- What you have to do
If a line in the entries contains the word "negative", list it.

++++ Exercise input ++++

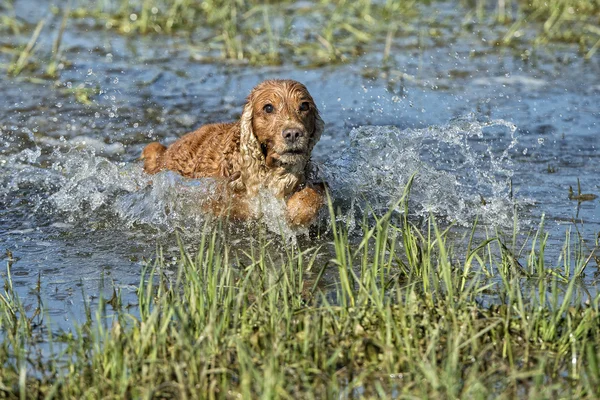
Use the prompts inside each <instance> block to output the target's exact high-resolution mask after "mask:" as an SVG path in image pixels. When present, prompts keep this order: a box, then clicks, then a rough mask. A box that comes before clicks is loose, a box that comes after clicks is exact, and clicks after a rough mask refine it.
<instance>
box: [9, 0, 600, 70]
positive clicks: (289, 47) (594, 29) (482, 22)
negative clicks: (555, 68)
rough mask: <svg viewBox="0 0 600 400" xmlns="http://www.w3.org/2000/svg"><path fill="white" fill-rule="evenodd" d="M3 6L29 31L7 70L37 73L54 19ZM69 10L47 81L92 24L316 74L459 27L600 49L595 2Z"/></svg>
mask: <svg viewBox="0 0 600 400" xmlns="http://www.w3.org/2000/svg"><path fill="white" fill-rule="evenodd" d="M440 4H442V5H444V7H447V8H448V9H450V6H448V5H446V3H444V2H441V3H440ZM3 7H4V8H6V11H7V12H6V13H3V15H1V16H0V32H5V33H7V34H13V35H20V34H22V33H24V32H29V33H30V34H31V40H30V41H29V42H28V43H24V44H21V45H19V46H16V47H15V46H13V45H11V44H4V45H2V43H0V46H1V47H0V50H1V51H2V52H6V53H10V54H12V55H13V56H12V57H13V59H12V62H10V63H9V64H8V65H7V66H6V67H5V68H4V69H6V70H7V71H8V73H9V74H12V75H19V74H20V73H22V72H23V71H24V69H25V67H27V66H29V67H30V68H29V69H31V70H32V71H35V70H36V68H35V64H36V63H35V62H34V59H33V57H31V56H32V53H33V50H34V49H35V44H36V43H37V38H38V36H39V34H40V29H41V28H42V27H43V25H44V24H45V23H46V20H47V19H48V18H51V17H52V16H48V17H45V18H44V19H42V20H41V21H40V22H39V23H38V24H37V25H33V26H29V27H27V26H23V25H24V24H23V23H22V21H20V19H19V18H17V16H16V15H15V14H14V9H13V7H12V4H11V2H6V5H4V6H3ZM62 7H63V8H58V7H54V8H53V9H52V10H53V13H54V16H53V17H52V18H54V19H60V22H57V23H54V24H53V26H54V27H53V28H52V30H53V31H52V32H51V34H52V35H55V36H56V38H57V39H56V40H55V41H54V44H53V46H52V49H49V48H48V49H45V50H44V52H45V53H49V54H50V56H48V57H47V58H49V60H45V58H46V56H45V55H40V56H39V57H37V58H39V60H38V62H37V64H40V65H43V66H44V67H45V68H44V69H45V71H44V72H45V73H46V75H47V76H49V77H56V76H57V74H58V70H57V65H58V64H59V63H60V61H61V60H62V58H63V57H61V56H62V51H61V47H60V45H61V37H62V35H63V33H64V31H65V29H70V30H73V29H75V30H76V29H80V28H81V29H84V30H88V29H89V28H90V25H92V26H95V28H96V29H102V30H109V31H114V32H118V33H120V34H124V35H149V34H167V35H177V36H182V37H185V38H187V39H189V40H188V49H189V52H190V55H191V57H192V58H193V59H195V60H199V61H203V62H214V61H226V62H234V63H250V64H253V65H272V64H275V65H276V64H284V63H285V64H289V63H292V64H296V65H302V66H313V67H314V66H321V65H330V64H335V63H343V62H346V61H349V60H352V59H356V58H358V57H360V56H362V55H364V54H365V53H368V52H373V51H377V52H383V59H384V60H387V59H388V58H389V56H390V53H393V52H394V51H402V50H406V49H403V48H402V45H398V44H396V45H395V43H396V42H402V40H403V38H406V37H414V38H417V37H418V38H419V45H418V47H419V48H422V47H423V46H429V45H430V44H425V43H426V42H431V43H432V44H431V45H440V44H444V43H448V42H453V41H455V40H457V37H456V35H457V30H456V28H457V27H459V28H460V29H459V30H463V31H474V32H479V34H481V35H483V36H484V37H485V40H486V43H489V44H491V45H492V46H493V47H516V48H519V49H520V50H522V51H528V52H529V53H531V50H532V48H538V47H541V46H546V45H548V44H549V43H550V42H566V43H572V44H573V43H574V44H577V45H578V47H579V50H580V53H581V54H582V55H583V56H584V57H585V58H587V59H590V58H592V57H593V56H594V54H596V52H597V50H598V48H599V47H600V28H599V26H600V5H599V3H598V1H596V0H551V1H542V0H535V1H524V0H508V1H507V0H492V1H484V0H481V1H480V0H476V1H464V2H462V4H461V7H464V15H463V13H461V15H462V17H461V18H462V19H461V18H451V19H448V15H446V14H447V12H445V11H442V12H440V10H438V9H437V8H436V6H435V5H431V4H430V3H429V2H423V1H417V0H410V1H400V0H386V1H373V0H358V1H348V0H335V1H333V0H329V1H306V2H294V1H288V0H285V1H280V2H273V3H270V2H269V3H264V2H260V1H257V0H247V1H238V0H210V1H196V0H138V1H124V0H103V1H89V0H80V1H76V2H69V3H65V4H62ZM67 20H68V21H67ZM67 22H68V23H67ZM78 26H80V27H78ZM48 29H50V28H48ZM48 29H46V30H48ZM490 32H491V33H492V37H491V38H490V37H488V34H489V33H490ZM459 36H460V35H459ZM458 39H460V37H458ZM57 45H58V46H57ZM63 61H64V60H63Z"/></svg>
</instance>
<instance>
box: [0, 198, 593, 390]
mask: <svg viewBox="0 0 600 400" xmlns="http://www.w3.org/2000/svg"><path fill="white" fill-rule="evenodd" d="M407 197H408V190H407V191H405V193H404V196H403V198H402V199H400V201H399V202H398V204H397V206H396V207H394V208H395V209H404V213H401V214H398V212H392V211H390V212H388V213H386V214H385V215H382V216H369V218H372V220H373V222H372V223H366V222H365V224H364V226H363V231H362V234H361V235H360V236H359V237H358V238H350V237H349V235H348V231H347V229H346V227H345V225H344V223H343V222H339V221H338V222H336V219H335V217H332V218H331V243H330V247H329V248H312V249H299V248H294V247H286V246H282V245H281V244H280V243H271V242H269V241H267V239H266V238H264V237H263V238H262V239H261V240H260V241H259V245H256V246H250V247H249V248H248V249H247V250H245V251H239V250H238V251H234V250H232V249H231V248H230V246H229V244H228V238H227V234H226V233H225V231H224V230H222V229H220V228H219V227H214V228H213V229H211V230H209V231H208V233H206V234H205V235H204V236H203V237H202V241H201V244H200V246H199V248H198V251H197V252H196V253H194V254H192V253H190V252H186V251H185V250H183V245H182V246H181V248H182V250H181V254H180V256H179V268H178V274H177V278H176V279H171V280H170V279H168V278H167V275H166V274H165V273H164V272H165V271H166V267H165V265H164V261H163V257H162V255H161V254H160V252H159V253H158V255H157V257H156V260H155V262H154V263H153V264H150V265H148V267H147V268H145V269H144V271H143V272H142V274H141V278H140V284H139V287H138V304H137V306H136V307H135V308H134V309H126V308H125V307H123V306H122V305H121V301H120V294H119V292H118V291H115V292H114V295H113V296H112V298H111V299H108V300H107V299H101V300H100V306H99V307H98V308H97V309H96V310H95V311H92V310H91V309H90V308H87V315H88V317H87V321H81V322H80V323H78V324H75V325H74V327H73V329H72V330H71V331H70V332H56V331H53V329H52V327H51V326H47V327H46V329H44V328H43V327H44V324H48V323H41V322H40V318H41V317H42V316H43V315H44V311H43V307H42V306H41V305H40V304H41V303H37V305H35V307H29V308H28V307H26V306H24V305H23V303H22V301H21V300H20V299H19V298H18V296H16V295H15V293H14V290H13V287H12V284H11V279H10V258H9V267H8V268H7V276H6V283H5V291H4V294H2V295H1V296H0V326H1V328H2V331H3V339H2V343H1V344H0V360H1V361H0V362H2V365H3V368H2V369H0V393H3V395H4V396H5V397H13V398H16V397H20V398H39V397H44V398H235V397H242V398H256V397H261V398H333V397H341V398H350V397H352V398H354V397H359V398H361V397H364V398H375V397H380V398H389V397H416V398H491V397H494V398H496V397H499V398H514V397H525V396H527V397H530V398H557V397H578V398H579V397H581V398H597V397H598V395H600V393H599V388H600V370H599V368H598V357H599V350H598V349H599V348H600V347H599V345H600V329H599V328H600V311H599V302H600V297H599V296H598V295H597V294H594V295H593V296H591V295H588V294H586V293H585V291H584V290H582V289H581V287H580V285H579V282H580V279H581V276H582V274H583V273H584V271H585V269H586V268H590V265H589V264H590V260H592V259H593V257H594V255H595V251H596V250H597V245H598V244H597V243H596V244H595V245H596V247H595V248H593V249H587V248H585V246H582V245H580V244H579V242H578V241H571V237H570V236H571V235H570V234H567V240H566V242H565V246H564V248H563V250H562V253H561V255H560V259H559V260H558V261H557V262H556V263H555V264H551V263H548V262H547V261H546V256H545V254H544V249H545V246H546V241H547V235H546V234H545V233H544V229H543V224H541V226H540V228H539V230H538V232H537V233H536V234H535V235H534V236H533V237H532V238H531V239H530V240H529V241H528V242H527V243H526V244H523V246H522V247H520V249H513V248H512V247H513V244H512V243H508V244H507V243H506V241H505V240H504V239H503V238H502V237H501V235H496V236H492V237H488V238H486V239H484V240H481V241H479V242H477V241H476V240H475V236H476V235H475V228H474V230H473V232H472V233H471V234H470V235H467V237H466V238H465V239H464V241H461V240H458V239H451V235H450V234H449V233H450V231H451V230H450V229H446V230H442V229H441V228H440V227H439V226H438V225H437V224H436V222H435V219H434V218H433V217H432V218H430V219H429V220H428V223H427V224H426V225H425V226H424V227H423V228H417V227H416V226H414V225H413V224H412V223H411V221H410V219H409V218H408V217H407V212H406V211H408V210H407V207H408V206H407V202H406V199H407ZM330 211H331V212H333V207H332V206H331V205H330ZM366 219H367V218H365V221H366ZM515 245H516V242H515ZM282 247H283V250H280V251H276V250H274V248H278V249H281V248H282ZM526 247H527V248H529V250H528V251H523V249H525V248H526ZM323 258H325V260H326V261H324V260H322V259H323ZM521 263H522V264H521ZM324 270H326V273H327V274H333V275H334V278H335V279H334V280H333V281H334V284H333V286H332V287H328V286H326V285H325V284H324V283H321V282H319V281H320V280H321V279H322V277H323V276H324V275H323V274H324ZM32 310H33V311H32ZM40 330H43V331H44V332H45V334H44V335H43V341H44V343H45V344H46V345H47V346H48V347H49V348H50V350H49V351H46V354H45V355H44V357H40V356H39V355H38V350H39V347H38V346H39V340H40V339H39V334H38V332H39V331H40Z"/></svg>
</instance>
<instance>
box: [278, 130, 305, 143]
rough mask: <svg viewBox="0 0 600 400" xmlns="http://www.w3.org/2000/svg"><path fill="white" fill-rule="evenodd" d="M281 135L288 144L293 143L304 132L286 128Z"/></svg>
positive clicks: (301, 136) (300, 130) (302, 135)
mask: <svg viewBox="0 0 600 400" xmlns="http://www.w3.org/2000/svg"><path fill="white" fill-rule="evenodd" d="M281 134H282V135H283V138H284V139H285V140H286V141H287V142H290V143H293V142H295V141H296V140H298V139H299V138H301V137H302V136H304V132H303V131H302V129H299V128H287V129H284V130H283V132H282V133H281Z"/></svg>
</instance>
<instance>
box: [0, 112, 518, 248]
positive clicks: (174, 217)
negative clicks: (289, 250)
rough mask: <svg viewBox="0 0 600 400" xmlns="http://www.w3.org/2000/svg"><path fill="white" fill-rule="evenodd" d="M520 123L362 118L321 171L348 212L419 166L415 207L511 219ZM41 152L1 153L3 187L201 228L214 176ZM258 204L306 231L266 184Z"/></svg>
mask: <svg viewBox="0 0 600 400" xmlns="http://www.w3.org/2000/svg"><path fill="white" fill-rule="evenodd" d="M515 131H516V127H515V126H514V125H513V124H511V123H510V122H506V121H503V120H495V121H488V122H479V121H476V120H475V119H474V118H472V117H469V118H463V119H459V120H454V121H451V122H450V123H449V124H447V125H444V126H433V127H429V128H425V129H408V130H400V129H398V128H395V127H389V126H362V127H359V128H356V129H354V130H353V131H352V132H351V144H350V148H349V149H348V151H347V152H345V153H344V154H343V155H342V156H341V157H338V158H333V159H330V160H327V161H326V162H325V163H324V165H323V166H322V168H321V170H320V172H319V174H320V175H321V176H322V178H324V180H325V181H326V182H328V184H329V185H330V187H331V189H332V193H333V197H334V199H335V201H336V202H337V203H338V204H342V205H343V206H344V207H345V209H346V210H347V213H346V215H345V217H350V218H352V217H353V215H354V213H355V212H361V213H364V212H368V211H369V210H374V211H375V212H376V213H383V212H385V211H387V209H388V207H390V205H392V204H394V202H395V201H397V200H398V199H399V197H400V196H401V194H402V191H403V190H404V187H405V185H406V183H407V182H408V180H409V178H410V177H411V175H412V174H415V173H416V178H415V181H414V185H413V188H412V192H411V203H412V204H411V211H412V212H413V213H414V214H415V215H426V214H429V213H433V214H435V215H437V216H438V217H442V218H444V219H446V220H448V221H452V222H457V223H459V224H462V225H468V224H470V223H471V222H472V221H473V220H474V218H475V216H480V217H483V220H484V221H485V222H489V223H493V224H499V225H506V226H510V225H511V224H512V209H513V205H514V199H512V198H511V193H510V185H509V181H510V177H511V176H512V173H513V165H512V162H511V160H510V152H511V150H512V149H513V148H514V147H515V145H516V143H517V140H516V138H515ZM40 155H41V151H40V149H39V148H36V149H33V150H23V151H21V152H20V153H18V154H14V155H12V156H10V157H8V158H7V159H4V160H0V161H2V162H3V163H4V164H5V166H6V167H8V168H6V169H4V171H8V173H5V174H3V177H2V178H3V179H2V180H3V183H4V185H3V187H4V188H5V189H3V190H4V191H5V192H7V191H10V190H12V191H15V190H19V189H20V188H22V187H23V185H24V184H29V185H32V186H36V185H37V184H38V183H40V182H43V183H44V184H43V185H38V186H40V187H41V189H40V190H41V191H42V192H43V194H42V195H40V196H39V199H38V200H36V201H39V202H40V203H44V204H47V205H49V207H50V208H51V209H52V210H54V211H55V212H59V213H61V214H64V215H66V221H67V222H70V223H72V222H75V221H82V220H87V219H89V218H90V217H91V216H95V217H96V219H103V218H105V219H108V220H112V221H113V223H114V224H118V225H121V226H127V227H129V228H131V227H134V226H136V225H144V226H149V227H151V228H154V229H156V230H158V231H159V232H172V231H173V230H175V229H178V230H183V231H184V232H191V233H193V232H198V231H201V230H202V229H204V225H205V222H206V218H207V215H206V213H205V207H203V206H204V205H205V204H206V203H207V202H208V201H211V199H213V198H214V197H213V196H214V194H215V186H216V181H215V180H213V179H208V178H207V179H195V180H192V179H187V178H184V177H182V176H180V175H178V174H176V173H174V172H170V171H165V172H162V173H160V174H157V175H154V176H149V175H147V174H145V173H144V172H143V171H142V168H141V165H140V164H139V163H125V162H115V161H111V160H109V159H107V158H105V157H103V156H99V155H97V154H96V152H95V149H94V148H93V147H92V148H86V149H78V148H71V149H70V150H67V151H65V150H64V148H63V147H60V148H59V147H55V149H54V151H53V152H52V153H51V155H50V159H51V161H52V163H51V167H50V168H43V167H42V166H41V164H40ZM482 199H485V201H482ZM482 203H485V204H482ZM367 206H368V207H369V208H368V209H367ZM253 207H255V209H256V211H257V212H260V213H262V214H264V215H266V216H268V217H267V218H263V221H264V223H265V225H266V226H267V228H268V229H269V230H270V231H272V232H274V233H276V234H278V235H283V236H284V237H287V238H292V240H295V236H296V234H298V233H306V230H304V231H298V230H297V229H292V228H290V227H289V226H287V225H286V224H285V218H284V216H285V203H284V202H283V201H282V200H279V199H275V198H274V197H273V196H272V195H271V194H270V193H268V192H261V193H260V195H259V196H258V197H257V199H256V202H255V204H253Z"/></svg>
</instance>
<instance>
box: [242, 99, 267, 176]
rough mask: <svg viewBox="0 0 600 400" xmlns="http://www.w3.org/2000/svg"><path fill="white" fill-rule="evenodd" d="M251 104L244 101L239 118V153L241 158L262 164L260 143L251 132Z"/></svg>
mask: <svg viewBox="0 0 600 400" xmlns="http://www.w3.org/2000/svg"><path fill="white" fill-rule="evenodd" d="M253 110H254V107H253V102H252V100H251V99H250V98H248V100H247V101H246V105H245V106H244V111H243V112H242V117H241V118H240V130H241V133H240V152H241V153H242V157H243V158H247V157H250V158H252V159H254V160H256V161H258V162H261V163H262V164H264V162H265V160H264V156H263V154H262V151H261V149H260V143H258V139H256V136H255V135H254V131H253V130H252V118H253V117H254V111H253Z"/></svg>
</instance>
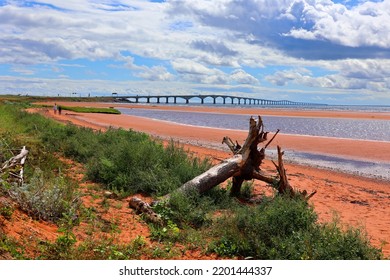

++++

- Task output
negative clicks: (555, 68)
negative clicks: (289, 250)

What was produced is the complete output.